→ List of tasks:
- a) Output everything in the slingshot ammunition thread from "Some fine day" down to "Compressed air.", reproducing it verbatim.
- b) Pull out every line of the records that contains the string "shirt".

====== Extract

On those wrist rockets, a bag of marbles is cheap and effective. May not have the knock down that bearings have but they are cheaper and easier to come by.


----------



## OldCootHillbilly (Jul 9, 2010)

Ya bet dave. I got bout a 1000 marbles on hand so fer. Evertime I gota the store I pick up a few more bags. I can generally get my stelize from the local machine shop. But they be gettin harder ta come buy an to danged expensive ta buy new ones an pay shippin!


----------



## Magus (Dec 1, 2008)

Hobby lobby has to re stock every time I swing through.LOL
Marbles, incense and yup, black candles!

Some fine day I'm going to have to transfer my blueprints of my propane powered machine gun to digital.


----------



## RevWC (Mar 28, 2011)

Compressed air.


----------



## Hoze928 (Aug 14, 2012)

I have 3 piston pellet guns 2 rifles 1 pistol things will last for years plus I have tons of pellets. I can use all of them to get a small meal or can dissuade a human with a shot or two. Also as old coot says can't beat the old wrist rocket in my Bob bag with some nice size ball bearings.


----------



## TrinEire (Jul 23, 2012)

Taconite from the North shore of Mn works great as slingshot ammo too. Have a few 5 gallon buckets of it.


----------



## OldCootHillbilly (Jul 9, 2010)

TrinEire said:


> Taconite from the North shore of Mn works great as slingshot ammo too. Have a few 5 gallon buckets of it.


Yup, it sure do! But I ain't got access ta any an the shippin is killer! Stock up as much as ya can!

Ifin I ever get back up thata way I'm gonna haul back as much as a feller can.


----------



## rawhide2971 (Apr 19, 2013)

============
====== Data to use

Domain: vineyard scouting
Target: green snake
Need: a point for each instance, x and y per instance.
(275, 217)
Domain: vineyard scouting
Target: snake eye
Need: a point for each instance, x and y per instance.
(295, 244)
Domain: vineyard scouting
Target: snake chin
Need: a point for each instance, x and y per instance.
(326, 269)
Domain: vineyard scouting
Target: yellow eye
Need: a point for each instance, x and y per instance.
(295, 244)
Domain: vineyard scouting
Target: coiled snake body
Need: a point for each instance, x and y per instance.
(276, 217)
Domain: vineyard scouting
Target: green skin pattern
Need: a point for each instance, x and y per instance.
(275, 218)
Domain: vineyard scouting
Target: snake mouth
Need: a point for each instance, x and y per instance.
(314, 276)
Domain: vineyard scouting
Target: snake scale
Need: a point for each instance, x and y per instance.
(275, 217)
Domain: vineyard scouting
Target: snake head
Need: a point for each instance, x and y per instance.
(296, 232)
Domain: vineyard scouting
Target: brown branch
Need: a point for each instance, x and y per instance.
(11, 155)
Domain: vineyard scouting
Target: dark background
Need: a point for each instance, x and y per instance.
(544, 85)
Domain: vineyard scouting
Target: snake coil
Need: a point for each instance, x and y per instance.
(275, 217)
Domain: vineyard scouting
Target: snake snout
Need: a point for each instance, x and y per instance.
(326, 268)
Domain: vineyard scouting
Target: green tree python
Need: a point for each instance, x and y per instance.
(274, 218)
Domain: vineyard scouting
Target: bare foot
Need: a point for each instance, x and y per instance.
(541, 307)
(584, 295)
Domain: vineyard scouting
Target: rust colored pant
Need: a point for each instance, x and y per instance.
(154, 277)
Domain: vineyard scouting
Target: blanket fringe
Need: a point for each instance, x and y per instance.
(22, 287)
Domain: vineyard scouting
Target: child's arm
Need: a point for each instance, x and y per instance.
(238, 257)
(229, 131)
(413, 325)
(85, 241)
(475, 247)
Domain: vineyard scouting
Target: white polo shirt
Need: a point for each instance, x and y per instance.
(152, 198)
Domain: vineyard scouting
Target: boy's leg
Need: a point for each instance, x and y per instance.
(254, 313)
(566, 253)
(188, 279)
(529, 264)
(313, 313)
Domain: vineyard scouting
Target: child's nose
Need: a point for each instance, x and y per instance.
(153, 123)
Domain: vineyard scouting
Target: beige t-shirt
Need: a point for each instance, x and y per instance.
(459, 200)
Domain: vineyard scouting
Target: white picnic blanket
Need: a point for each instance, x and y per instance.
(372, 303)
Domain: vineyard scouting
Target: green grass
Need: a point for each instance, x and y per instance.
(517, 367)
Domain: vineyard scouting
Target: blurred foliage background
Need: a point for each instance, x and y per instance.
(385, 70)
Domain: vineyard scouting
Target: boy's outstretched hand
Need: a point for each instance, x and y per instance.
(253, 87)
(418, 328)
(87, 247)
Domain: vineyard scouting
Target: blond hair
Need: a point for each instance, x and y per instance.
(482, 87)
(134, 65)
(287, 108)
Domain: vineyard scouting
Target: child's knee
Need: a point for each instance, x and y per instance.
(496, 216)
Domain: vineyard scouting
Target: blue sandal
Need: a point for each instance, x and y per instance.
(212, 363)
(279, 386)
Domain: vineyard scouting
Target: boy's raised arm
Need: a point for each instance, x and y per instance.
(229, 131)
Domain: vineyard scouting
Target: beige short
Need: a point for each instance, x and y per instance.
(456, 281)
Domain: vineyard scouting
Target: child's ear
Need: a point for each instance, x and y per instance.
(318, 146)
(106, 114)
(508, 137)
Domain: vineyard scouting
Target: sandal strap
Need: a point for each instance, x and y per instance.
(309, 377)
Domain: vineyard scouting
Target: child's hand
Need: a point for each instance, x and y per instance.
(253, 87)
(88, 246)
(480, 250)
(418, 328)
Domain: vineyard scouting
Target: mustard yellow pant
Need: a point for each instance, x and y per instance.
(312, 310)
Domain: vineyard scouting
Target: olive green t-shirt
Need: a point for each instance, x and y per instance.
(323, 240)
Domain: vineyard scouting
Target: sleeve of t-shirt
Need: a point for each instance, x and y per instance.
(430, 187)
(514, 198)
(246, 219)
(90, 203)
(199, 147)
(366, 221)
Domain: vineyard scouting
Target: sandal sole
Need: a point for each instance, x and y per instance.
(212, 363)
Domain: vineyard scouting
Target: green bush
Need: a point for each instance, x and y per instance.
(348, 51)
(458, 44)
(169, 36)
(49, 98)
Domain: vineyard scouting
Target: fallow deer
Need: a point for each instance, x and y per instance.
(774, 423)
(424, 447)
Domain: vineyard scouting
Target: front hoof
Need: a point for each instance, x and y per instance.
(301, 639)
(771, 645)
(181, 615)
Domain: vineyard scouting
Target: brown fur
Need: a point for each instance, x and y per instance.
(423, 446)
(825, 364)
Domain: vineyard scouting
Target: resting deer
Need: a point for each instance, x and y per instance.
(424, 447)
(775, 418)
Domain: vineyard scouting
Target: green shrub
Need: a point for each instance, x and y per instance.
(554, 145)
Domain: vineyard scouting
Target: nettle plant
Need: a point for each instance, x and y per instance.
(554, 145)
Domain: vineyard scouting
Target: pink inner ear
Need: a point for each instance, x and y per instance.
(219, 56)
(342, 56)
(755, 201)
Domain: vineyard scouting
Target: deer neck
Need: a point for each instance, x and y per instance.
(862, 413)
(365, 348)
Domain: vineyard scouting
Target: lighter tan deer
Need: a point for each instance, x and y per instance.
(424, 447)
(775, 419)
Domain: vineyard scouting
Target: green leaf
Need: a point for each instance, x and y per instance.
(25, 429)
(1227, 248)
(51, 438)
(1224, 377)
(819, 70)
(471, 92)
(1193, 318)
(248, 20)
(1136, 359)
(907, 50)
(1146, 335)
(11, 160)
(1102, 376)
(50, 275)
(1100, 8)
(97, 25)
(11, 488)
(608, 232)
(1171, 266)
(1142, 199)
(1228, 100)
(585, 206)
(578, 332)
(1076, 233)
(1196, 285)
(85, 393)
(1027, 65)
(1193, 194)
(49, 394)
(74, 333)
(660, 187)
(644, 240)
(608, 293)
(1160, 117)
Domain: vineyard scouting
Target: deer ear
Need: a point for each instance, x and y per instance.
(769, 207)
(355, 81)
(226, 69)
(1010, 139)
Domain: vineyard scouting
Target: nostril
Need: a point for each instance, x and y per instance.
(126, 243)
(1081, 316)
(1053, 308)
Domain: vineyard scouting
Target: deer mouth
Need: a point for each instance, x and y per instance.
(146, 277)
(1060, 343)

============

→ Completed exercise:
- a)
Some fine day I'm going to have to transfer my blueprints of my propane powered machine gun to digital.


----------



## RevWC (Mar 28, 2011)

Compressed air.

- b)
Target: white polo shirt
Target: beige t-shirt
Target: olive green t-shirt
Target: sleeve of t-shirt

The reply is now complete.